▸ **WHAT TO DO**
Return exactly the final stretch of the records below, opening with the line that contains "Target: rear wheel arch" and closing with the last line.

Records drawn from a dataset

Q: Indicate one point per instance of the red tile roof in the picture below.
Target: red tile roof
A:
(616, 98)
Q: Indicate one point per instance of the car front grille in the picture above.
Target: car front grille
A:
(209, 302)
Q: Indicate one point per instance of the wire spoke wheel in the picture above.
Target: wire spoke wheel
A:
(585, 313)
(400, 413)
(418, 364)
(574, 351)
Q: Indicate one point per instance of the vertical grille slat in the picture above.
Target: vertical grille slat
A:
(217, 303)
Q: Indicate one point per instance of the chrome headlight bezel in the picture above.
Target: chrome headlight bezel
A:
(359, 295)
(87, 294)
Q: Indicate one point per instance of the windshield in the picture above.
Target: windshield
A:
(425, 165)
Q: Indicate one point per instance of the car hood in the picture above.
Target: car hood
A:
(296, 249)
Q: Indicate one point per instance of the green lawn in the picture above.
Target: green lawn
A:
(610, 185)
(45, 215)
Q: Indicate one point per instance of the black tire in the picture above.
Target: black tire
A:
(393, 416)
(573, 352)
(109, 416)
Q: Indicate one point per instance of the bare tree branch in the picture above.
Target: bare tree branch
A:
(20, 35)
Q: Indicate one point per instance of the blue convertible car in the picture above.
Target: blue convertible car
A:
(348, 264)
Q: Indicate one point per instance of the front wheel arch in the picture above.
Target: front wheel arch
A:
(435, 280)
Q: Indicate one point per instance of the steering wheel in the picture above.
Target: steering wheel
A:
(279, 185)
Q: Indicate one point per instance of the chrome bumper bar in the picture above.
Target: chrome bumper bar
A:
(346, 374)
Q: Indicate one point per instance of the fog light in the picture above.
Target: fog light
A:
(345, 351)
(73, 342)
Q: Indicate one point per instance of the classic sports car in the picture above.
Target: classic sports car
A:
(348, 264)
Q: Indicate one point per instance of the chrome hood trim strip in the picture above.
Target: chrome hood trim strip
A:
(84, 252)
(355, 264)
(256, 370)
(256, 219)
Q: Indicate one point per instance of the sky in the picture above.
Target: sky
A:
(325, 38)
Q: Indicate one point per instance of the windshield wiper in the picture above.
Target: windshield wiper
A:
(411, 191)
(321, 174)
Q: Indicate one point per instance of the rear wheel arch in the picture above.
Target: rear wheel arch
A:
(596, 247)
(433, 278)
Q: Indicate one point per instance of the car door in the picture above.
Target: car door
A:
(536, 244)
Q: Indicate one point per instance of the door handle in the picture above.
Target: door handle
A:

▸ **RESPONSE AREA**
Target: rear wheel arch
A:
(596, 247)
(433, 278)
Q: Indicate one point per instance of the car door in the picture above.
Target: car door
A:
(536, 244)
Q: Indicate one point per instance of the door handle in the picture above.
Target: door handle
A:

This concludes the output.